# START OF PASSAGE

You may buy and sell several identical properties at different prices over a period of time. If you do this, you have to calculate the average cost of each property in the group at the time of each purchase to determine your adjusted cost base (ACB) . Dispositions of identical properties do not affect the ACB.
The average cost is calculated by dividing the total cost of identical properties purchased (this is usually the cost of the property plus any expenses involved in acquiring it) by the total number of identical properties owned.
Any amount reported in box 42, Amount resulting in cost base adjustment, of the T3 – Statement of Trust Income Allocations and Designations slip represents a change in the capital balance of the mutual fund trust identified on the slip. This amount is used when calculating the ACB reported on Schedule 3, Capital Gains or Losses, for the property in the year of disposition.
If box 42 contains a negative amount, add this amount to the ACB of the units of the trust identified on the T3 slip.

# END OF PASSAGE

**TASKS AND EXERCISES**
a) Decide whether each statement agrees with the passage on adjusted cost base, answering yes or no and quoting the passage's deciding words: (i) Selling identical properties changes their ACB. (ii) An amount in box 42 of the T3 slip represents a change in the capital balance of the mutual fund trust named on the slip. (iii) A negative amount in box 42 is subtracted from the ACB of the trust units.
b) Convert part of the records into a JSON list of strings with one string per line and no blank lines. Begin at the line of the records that has "If you could mark the plaid", and continue through the end of the records.

# START OF EXERCISE DATA

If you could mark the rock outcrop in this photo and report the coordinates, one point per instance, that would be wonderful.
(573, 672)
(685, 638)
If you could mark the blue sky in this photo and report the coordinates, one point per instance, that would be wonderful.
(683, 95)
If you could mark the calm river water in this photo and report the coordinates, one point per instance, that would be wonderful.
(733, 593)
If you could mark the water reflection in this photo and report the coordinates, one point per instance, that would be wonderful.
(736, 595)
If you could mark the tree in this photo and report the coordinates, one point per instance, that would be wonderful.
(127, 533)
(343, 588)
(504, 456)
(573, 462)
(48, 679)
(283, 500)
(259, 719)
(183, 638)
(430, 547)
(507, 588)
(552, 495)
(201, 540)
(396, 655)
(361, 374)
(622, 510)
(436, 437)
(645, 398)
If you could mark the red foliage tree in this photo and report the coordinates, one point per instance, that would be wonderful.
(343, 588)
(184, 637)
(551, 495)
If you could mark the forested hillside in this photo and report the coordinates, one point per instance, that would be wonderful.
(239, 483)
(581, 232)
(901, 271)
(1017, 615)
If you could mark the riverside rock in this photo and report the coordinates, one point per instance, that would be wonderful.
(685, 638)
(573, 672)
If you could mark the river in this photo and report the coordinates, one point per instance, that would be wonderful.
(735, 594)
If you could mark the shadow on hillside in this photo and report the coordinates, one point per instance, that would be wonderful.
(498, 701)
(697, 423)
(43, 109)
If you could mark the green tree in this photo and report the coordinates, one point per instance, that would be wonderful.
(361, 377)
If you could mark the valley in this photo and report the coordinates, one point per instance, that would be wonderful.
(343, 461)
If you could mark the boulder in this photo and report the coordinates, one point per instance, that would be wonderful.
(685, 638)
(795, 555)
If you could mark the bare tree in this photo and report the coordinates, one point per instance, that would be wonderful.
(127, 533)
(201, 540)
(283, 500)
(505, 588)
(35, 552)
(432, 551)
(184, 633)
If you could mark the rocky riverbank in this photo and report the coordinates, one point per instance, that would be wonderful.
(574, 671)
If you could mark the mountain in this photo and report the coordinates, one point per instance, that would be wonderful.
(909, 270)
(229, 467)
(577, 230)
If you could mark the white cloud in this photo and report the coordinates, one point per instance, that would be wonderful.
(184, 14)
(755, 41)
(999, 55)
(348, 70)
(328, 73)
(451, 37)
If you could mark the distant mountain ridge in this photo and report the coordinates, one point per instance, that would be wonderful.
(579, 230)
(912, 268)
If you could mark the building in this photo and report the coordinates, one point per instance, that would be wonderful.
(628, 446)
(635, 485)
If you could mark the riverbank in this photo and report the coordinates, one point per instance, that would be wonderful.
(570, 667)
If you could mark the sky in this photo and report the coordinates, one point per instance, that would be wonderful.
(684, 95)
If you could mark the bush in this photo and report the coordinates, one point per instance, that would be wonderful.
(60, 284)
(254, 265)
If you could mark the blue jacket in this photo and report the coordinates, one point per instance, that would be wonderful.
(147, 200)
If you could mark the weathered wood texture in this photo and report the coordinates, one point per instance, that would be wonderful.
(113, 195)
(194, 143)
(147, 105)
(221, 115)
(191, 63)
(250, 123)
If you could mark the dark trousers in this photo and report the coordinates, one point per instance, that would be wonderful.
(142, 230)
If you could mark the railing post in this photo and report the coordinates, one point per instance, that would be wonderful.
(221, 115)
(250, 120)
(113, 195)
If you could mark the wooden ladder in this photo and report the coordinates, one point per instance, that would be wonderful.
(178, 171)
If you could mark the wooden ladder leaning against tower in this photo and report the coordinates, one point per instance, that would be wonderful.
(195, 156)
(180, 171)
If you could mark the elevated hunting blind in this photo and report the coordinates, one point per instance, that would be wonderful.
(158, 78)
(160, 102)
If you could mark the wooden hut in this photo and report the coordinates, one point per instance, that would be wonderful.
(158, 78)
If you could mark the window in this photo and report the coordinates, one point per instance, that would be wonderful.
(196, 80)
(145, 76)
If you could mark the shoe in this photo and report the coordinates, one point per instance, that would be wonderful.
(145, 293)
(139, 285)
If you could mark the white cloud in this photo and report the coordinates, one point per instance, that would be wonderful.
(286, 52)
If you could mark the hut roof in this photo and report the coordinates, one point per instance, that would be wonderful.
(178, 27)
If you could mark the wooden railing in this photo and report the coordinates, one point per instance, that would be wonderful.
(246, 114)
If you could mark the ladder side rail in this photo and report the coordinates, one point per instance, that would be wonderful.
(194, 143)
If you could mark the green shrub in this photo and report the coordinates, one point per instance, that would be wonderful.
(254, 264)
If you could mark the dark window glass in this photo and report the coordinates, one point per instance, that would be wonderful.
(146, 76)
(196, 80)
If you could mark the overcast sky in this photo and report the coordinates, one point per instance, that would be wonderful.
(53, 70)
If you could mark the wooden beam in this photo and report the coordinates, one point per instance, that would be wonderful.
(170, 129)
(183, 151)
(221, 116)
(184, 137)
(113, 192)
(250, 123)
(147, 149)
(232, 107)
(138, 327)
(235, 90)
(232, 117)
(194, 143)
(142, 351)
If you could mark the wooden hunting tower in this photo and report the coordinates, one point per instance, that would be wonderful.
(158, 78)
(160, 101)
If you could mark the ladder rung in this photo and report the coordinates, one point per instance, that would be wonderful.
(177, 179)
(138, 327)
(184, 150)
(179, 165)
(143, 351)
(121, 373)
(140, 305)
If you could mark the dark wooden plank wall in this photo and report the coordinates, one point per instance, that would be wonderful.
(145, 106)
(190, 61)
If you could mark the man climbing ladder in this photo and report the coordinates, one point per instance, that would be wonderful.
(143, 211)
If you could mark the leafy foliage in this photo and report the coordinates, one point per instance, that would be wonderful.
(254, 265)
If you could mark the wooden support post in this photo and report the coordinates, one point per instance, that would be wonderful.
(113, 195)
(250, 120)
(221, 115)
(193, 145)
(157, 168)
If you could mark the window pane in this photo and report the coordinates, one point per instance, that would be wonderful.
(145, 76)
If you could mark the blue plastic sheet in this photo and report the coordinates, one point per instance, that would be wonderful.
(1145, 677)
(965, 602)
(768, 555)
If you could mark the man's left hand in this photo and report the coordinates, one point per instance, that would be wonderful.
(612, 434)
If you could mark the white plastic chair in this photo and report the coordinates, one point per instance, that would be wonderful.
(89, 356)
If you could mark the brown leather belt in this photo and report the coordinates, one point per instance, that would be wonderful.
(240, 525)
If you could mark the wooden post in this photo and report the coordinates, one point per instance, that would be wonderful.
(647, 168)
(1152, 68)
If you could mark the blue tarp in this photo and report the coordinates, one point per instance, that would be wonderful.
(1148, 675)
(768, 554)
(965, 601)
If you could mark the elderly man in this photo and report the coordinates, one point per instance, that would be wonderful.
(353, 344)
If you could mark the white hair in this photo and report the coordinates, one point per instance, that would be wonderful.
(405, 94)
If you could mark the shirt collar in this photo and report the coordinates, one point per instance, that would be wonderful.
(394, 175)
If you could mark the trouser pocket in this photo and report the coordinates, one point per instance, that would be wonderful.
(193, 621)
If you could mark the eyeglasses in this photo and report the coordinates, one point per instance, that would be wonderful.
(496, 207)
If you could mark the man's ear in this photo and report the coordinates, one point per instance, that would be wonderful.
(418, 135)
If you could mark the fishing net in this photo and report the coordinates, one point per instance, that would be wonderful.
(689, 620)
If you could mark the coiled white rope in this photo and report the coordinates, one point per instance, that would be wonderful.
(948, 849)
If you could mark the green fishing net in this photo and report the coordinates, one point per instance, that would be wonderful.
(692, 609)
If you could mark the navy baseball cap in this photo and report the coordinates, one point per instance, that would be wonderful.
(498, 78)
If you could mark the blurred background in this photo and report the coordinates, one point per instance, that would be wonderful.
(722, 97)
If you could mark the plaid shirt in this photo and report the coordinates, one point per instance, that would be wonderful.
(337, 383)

# END OF EXERCISE DATA

**WRITTEN RESPONSES**
a)
(i) No: "Dispositions of identical properties do not affect the ACB."
(ii) Yes: "represents a change in the capital balance of the mutual fund trust identified on the slip"
(iii) No: "If box 42 contains a negative amount, add this amount to the ACB of the units of the trust identified on the T3 slip."

b)
[
  "If you could mark the plaid shirt in this photo and report the coordinates, one point per instance, that would be wonderful.",
  "(337, 383)"
]